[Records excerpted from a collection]
━━━━━━━━━━━━━━━━━━━━━━━━━━━━━━
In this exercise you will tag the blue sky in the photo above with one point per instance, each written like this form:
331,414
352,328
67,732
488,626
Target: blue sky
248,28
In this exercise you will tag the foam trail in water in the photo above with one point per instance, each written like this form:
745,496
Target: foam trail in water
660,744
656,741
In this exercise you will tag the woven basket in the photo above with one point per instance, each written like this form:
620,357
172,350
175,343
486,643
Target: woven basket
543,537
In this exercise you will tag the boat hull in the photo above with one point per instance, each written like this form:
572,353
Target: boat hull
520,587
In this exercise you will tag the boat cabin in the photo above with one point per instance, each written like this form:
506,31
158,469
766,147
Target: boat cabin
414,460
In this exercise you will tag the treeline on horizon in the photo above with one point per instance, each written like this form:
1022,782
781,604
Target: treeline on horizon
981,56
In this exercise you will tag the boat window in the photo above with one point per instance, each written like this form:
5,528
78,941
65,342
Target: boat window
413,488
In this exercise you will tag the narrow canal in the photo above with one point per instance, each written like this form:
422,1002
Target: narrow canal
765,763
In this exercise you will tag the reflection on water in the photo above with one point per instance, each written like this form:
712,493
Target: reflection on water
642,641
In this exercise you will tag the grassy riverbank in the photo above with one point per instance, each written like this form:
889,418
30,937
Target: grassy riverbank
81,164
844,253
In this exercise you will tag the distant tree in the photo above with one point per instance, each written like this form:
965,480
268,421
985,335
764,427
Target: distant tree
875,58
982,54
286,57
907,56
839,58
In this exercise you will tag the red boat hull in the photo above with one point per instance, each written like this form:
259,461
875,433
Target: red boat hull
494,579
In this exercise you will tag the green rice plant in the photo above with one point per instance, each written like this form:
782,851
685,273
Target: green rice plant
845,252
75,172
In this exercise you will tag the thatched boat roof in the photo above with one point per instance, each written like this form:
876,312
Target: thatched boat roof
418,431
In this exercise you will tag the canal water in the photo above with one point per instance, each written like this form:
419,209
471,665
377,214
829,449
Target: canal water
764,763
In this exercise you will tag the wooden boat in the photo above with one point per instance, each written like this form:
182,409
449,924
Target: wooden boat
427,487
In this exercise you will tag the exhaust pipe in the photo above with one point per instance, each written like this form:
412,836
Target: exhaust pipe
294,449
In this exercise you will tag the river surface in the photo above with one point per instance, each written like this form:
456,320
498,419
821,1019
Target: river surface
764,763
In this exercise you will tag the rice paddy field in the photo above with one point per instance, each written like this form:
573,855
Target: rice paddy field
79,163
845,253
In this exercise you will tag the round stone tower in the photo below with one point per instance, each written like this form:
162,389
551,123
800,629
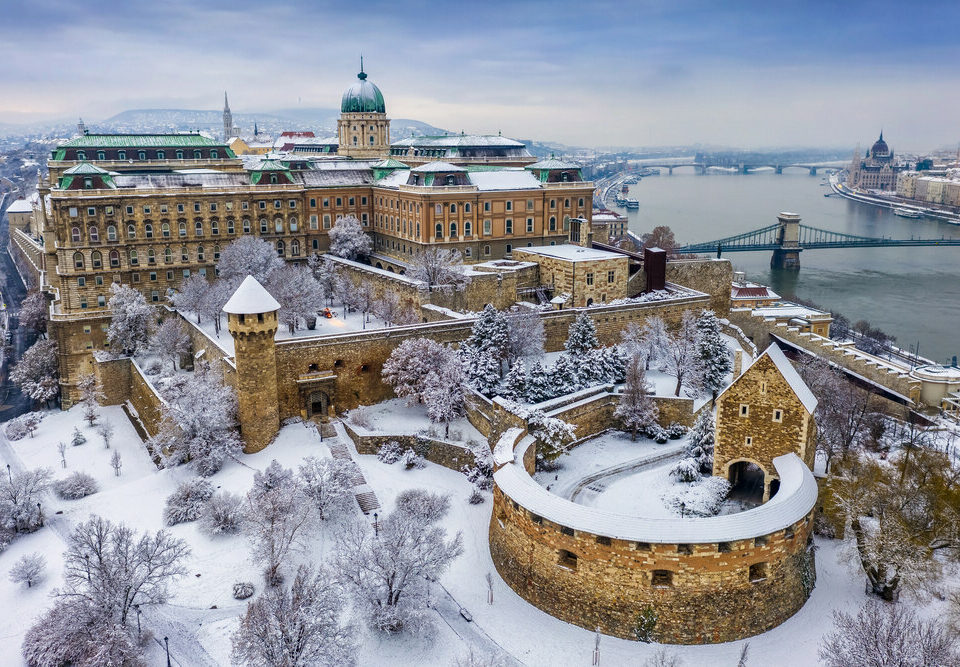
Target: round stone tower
252,321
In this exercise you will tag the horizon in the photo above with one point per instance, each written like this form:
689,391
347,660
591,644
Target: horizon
655,74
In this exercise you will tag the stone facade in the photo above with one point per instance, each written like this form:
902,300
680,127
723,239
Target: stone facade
760,417
717,592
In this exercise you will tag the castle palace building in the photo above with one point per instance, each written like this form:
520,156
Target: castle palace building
876,171
149,211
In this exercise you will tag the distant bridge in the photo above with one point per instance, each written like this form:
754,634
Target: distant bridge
788,238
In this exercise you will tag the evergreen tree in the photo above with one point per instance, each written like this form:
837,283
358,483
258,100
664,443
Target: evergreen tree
538,384
714,355
636,409
582,336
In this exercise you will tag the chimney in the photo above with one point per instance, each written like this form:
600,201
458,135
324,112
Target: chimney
655,264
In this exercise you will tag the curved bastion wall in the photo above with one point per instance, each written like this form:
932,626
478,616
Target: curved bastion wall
704,580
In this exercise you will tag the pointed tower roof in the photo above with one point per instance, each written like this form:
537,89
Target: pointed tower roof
251,298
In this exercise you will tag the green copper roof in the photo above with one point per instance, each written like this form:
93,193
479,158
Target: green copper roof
141,141
362,97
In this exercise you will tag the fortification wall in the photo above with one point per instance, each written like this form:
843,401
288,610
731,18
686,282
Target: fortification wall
708,596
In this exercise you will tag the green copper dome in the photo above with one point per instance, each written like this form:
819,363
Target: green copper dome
362,97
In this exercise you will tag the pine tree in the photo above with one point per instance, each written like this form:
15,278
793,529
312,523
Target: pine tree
714,353
539,387
582,336
637,409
━━━━━━━━━━━━━━━━━━━━━━━━━━━━━━
Copy each record exactly. Leave any images out of the copy.

In this exercise you will tag the blue sky in the photo above with one point per instance, each written like this form:
331,414
352,328
67,732
488,626
Target: blue sky
248,28
In this exercise you will tag the foam trail in water in the photo above with one point per instance, each written like this form:
745,496
Target: foam trail in water
660,744
656,741
In this exercise you will tag the woven basket in the photo above with one point per instance, each written like this form:
620,357
172,350
175,343
486,643
Target: woven basket
543,537
In this exercise you will tag the boat hull in the photo above with one point per instance, each written like this form:
572,353
Target: boat hull
520,587
In this exercise you will tag the boat cabin in the photo above with one point per instance, each written like this form:
506,31
158,469
766,147
Target: boat cabin
414,460
In this exercise you will tag the treeline on horizon in the photo above with one point per instance, each written like this form:
1022,782
781,604
Target: treeline on horizon
981,56
In this exercise you will tag the boat window in the photo above with one point per instance, each written like this form:
5,528
78,941
65,342
Target: boat window
413,488
In this exercise you will tag the narrow canal in the photo above with one point per instance, each written like this form:
422,1002
Target: narrow canal
765,763
In this exercise you will tag the reflection on water in the photo above with one point per instance, each written like this form:
712,493
Target: reflection on water
642,641
In this exercise you will tag the grassy riverbank in the photo above with one point per instance, each written like this form:
889,418
30,937
Target: grassy riverbank
81,164
844,253
In this exercise you will tag the distant tree in the photo above with one point per instance, each written like this form:
965,480
268,421
985,335
764,427
Target: distant tree
875,58
982,54
286,57
907,56
839,58
In this exercise you will tag the red boat hull in the photo above with one point per instance, each written like this form:
259,461
875,433
Target: red boat hull
494,579
In this exercise you will tag the green rice plant in the photo above with one point per instance, each written like this form:
782,851
685,273
Target: green rice plant
845,252
75,172
In this exercise you will tag the thatched boat roof in the photo above with one point per instance, each written like this form:
876,312
Target: thatched boat roof
418,431
In this exercise you will tag the canal water in the photo above with one point per instance, each written like this form:
419,209
471,665
377,214
829,449
Target: canal water
764,763
In this exercise you will tag the wooden boat in the photo above with one point per instance, each written like this form:
182,409
449,924
Target: wooden boat
427,487
In this exercise you will tag the exhaust pipe in the photo above with one point per instance, each written like this form:
412,836
Target: exhaust pipe
294,449
In this exercise you will tag the river surface in the photo above with one point per instance, each written like this form:
456,320
498,419
821,1019
Target: river surface
764,763
In this exercise you will tag the rice paddy field in the photo above with one point per instance, each written like this form:
573,855
Target: rice paddy field
79,163
845,253
In this exercise you will tag the round stone tower in the photo below with one point per instance, each written like this form:
162,389
551,123
800,629
Target: round stone tower
252,321
In this exercise you will tag the horizon in the photo above with one point per instance, each written like this form:
689,391
347,660
591,644
Target: horizon
655,74
In this exercise you will tag the stone facade in the photo above with one point per instance, each written like this form:
902,300
680,127
723,239
Target: stone facade
760,417
717,592
In this exercise you will tag the castle palace building in the photo above with one point per instance, each written like this form:
520,156
Target: castle palace building
876,171
149,211
In this exercise you will tag the distant bridge in the photo above with one point per instance, each written like this form:
754,634
Target: distant bridge
788,238
In this exercise you will tag the evergreen tree in the photo above with one point per instance, each written like this form:
837,283
358,483
258,100
664,443
Target: evergreen tree
538,384
714,355
636,409
582,336
In this exercise you will tag the chimney in the photo above with one point per instance, each written like this form:
600,201
458,135
324,112
Target: chimney
655,264
In this exercise you will tag the curved bastion wall in the photo above with one point per instance, each written like this form:
932,626
478,616
Target: curved bastion wall
704,580
In this exercise you will tag the pointed tower roof in the photo above with one point per instance, each written like this form:
537,89
Target: pointed tower roof
251,298
In this exercise you will tag the green copper roof in the photo above with one point per instance, each written like this form:
93,193
479,158
Target: green copper roof
141,141
362,97
In this exercise you will tag the fortification wall in the photo above with one point per instance, each written like this form:
843,401
288,610
731,18
686,282
Target: fortification wall
708,596
In this exercise you will tag the green copper dome in the photo above with one point per instance, each written like this form:
819,363
Target: green copper dome
362,97
In this exercise you will tag the pine tree in the photo above with one point per instance, each written like this form:
15,278
793,529
312,523
Target: pine tree
714,353
539,387
582,336
637,409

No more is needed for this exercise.